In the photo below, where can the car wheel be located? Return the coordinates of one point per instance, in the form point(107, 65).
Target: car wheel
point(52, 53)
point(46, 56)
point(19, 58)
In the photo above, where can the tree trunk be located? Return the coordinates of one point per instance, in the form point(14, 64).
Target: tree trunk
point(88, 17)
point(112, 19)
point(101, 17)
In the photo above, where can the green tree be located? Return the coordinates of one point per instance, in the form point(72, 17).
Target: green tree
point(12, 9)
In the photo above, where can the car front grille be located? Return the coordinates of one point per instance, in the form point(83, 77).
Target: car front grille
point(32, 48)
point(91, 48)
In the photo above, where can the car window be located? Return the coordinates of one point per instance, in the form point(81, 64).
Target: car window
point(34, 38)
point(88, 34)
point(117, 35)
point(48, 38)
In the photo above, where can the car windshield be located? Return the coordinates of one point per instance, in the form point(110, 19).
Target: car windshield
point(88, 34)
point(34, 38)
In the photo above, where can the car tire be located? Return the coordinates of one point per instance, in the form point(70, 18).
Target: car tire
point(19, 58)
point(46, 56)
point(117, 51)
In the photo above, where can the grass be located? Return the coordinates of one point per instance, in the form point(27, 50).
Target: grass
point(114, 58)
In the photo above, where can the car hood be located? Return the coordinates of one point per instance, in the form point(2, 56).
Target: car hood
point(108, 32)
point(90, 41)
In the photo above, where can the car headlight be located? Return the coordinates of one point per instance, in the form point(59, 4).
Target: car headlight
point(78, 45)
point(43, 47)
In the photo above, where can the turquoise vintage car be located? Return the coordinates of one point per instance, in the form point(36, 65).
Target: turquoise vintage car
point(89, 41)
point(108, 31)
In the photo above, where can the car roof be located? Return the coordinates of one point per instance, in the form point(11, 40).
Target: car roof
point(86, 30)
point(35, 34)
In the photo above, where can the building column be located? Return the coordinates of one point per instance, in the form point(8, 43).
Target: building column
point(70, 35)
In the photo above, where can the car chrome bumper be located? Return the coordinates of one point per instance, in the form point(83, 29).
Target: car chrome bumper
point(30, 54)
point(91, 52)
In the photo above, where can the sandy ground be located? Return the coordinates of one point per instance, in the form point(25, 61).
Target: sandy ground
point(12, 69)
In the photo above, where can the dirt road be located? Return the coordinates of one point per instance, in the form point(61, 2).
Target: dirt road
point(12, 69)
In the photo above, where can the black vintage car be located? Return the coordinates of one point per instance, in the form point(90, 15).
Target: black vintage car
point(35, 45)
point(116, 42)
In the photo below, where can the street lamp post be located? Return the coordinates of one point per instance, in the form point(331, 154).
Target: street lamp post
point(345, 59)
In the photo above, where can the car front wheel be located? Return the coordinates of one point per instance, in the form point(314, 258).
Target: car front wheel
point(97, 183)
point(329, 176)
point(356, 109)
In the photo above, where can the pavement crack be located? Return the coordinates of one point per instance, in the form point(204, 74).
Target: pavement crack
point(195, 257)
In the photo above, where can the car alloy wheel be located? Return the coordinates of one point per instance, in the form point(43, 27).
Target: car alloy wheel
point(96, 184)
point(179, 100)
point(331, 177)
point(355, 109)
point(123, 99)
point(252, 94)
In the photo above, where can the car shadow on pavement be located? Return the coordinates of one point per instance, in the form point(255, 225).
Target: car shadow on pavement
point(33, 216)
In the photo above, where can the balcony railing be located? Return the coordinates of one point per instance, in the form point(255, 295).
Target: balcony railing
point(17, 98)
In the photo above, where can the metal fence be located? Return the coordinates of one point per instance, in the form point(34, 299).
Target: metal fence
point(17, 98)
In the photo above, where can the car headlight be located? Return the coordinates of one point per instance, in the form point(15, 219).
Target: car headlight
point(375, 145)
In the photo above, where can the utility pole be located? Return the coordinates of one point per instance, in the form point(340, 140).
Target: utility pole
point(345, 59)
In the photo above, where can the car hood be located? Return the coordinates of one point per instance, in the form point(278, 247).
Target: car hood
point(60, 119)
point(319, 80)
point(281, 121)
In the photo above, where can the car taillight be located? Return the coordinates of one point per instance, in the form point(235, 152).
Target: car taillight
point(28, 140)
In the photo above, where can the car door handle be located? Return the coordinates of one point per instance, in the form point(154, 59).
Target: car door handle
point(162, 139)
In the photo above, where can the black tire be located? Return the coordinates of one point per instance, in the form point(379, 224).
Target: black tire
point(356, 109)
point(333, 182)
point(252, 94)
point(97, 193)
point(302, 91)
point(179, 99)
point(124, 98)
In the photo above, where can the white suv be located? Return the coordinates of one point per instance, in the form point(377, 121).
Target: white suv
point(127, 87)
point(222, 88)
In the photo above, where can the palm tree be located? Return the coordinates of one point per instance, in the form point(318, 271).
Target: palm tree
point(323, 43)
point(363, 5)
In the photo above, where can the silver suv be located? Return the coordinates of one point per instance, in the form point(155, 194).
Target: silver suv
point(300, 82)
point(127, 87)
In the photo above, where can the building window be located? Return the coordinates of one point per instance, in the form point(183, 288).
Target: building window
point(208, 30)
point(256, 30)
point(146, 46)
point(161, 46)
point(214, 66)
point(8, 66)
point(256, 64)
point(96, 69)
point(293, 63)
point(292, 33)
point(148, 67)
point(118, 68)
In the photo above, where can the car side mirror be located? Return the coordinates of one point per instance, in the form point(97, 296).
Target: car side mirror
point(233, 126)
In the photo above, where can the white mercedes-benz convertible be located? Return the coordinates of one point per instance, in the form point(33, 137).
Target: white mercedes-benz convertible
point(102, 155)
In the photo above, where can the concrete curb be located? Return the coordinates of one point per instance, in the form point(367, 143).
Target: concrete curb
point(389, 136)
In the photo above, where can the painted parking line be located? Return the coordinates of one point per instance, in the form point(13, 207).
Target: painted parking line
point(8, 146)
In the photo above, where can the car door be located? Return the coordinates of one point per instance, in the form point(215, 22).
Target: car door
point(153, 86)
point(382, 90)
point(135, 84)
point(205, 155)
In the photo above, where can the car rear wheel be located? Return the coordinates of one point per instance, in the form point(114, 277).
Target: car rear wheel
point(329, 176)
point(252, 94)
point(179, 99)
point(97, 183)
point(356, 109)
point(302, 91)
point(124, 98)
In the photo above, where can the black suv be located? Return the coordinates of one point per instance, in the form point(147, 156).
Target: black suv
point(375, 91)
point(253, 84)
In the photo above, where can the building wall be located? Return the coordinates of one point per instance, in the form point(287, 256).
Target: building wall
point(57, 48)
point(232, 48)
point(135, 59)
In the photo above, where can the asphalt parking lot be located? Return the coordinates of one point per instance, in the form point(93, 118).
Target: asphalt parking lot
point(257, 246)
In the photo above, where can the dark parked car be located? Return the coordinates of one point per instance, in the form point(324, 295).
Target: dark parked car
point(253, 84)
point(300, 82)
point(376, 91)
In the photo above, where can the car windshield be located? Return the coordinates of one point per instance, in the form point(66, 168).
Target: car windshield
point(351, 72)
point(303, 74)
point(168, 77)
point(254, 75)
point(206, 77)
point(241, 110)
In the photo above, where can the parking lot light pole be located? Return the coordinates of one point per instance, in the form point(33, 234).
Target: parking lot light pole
##############################
Put the entries above into a two-column CSV with the columns entry_text and entry_answer, one row per entry, covering only the part that opens with the line containing "In the photo above, where can the green" and closes with the line containing "point(108, 31)", both included. Enclose each field in quotation marks and replace any line breaks inside a field with spaces.

entry_text,entry_answer
"In the photo above, where can the green tree be located? Return the coordinates of one point per instance, in the form point(72, 17). Target: green tree","point(12, 9)"
"In the photo above, where can the car front grille be located? Return the coordinates of one point per instance, in the form point(83, 77). Target: car front grille","point(32, 48) point(91, 48)"
"In the photo above, where can the car window be located? Return the coordinates of one point per instance, in the form point(81, 64). Target: car window","point(34, 38) point(88, 34) point(117, 35) point(48, 38)"
"In the photo above, where can the car windshield be located? Return the coordinates of one point per instance, in the form point(110, 19). Target: car windshield","point(88, 34) point(34, 38)"
"In the photo above, where can the car tire be located? Return the coordinates of one point per instance, in the form point(70, 18). Target: car tire","point(19, 58) point(46, 56) point(117, 51)"
"In the photo above, where can the grass be located? Return the coordinates of one point per instance, in the form point(27, 50). Target: grass","point(114, 58)"
"In the photo above, where can the car hood be located? Return the coordinates of one point per instance, in the form point(2, 56). Target: car hood","point(108, 32) point(90, 41)"
"In the photo above, where can the car headlight be located? Return the coordinates of one point per instance, in the form point(59, 4). Target: car headlight","point(78, 45) point(43, 47)"
"In the photo above, where can the turquoise vintage car be located? Return the coordinates of one point per instance, in the form point(36, 65). Target: turquoise vintage car","point(89, 41) point(108, 31)"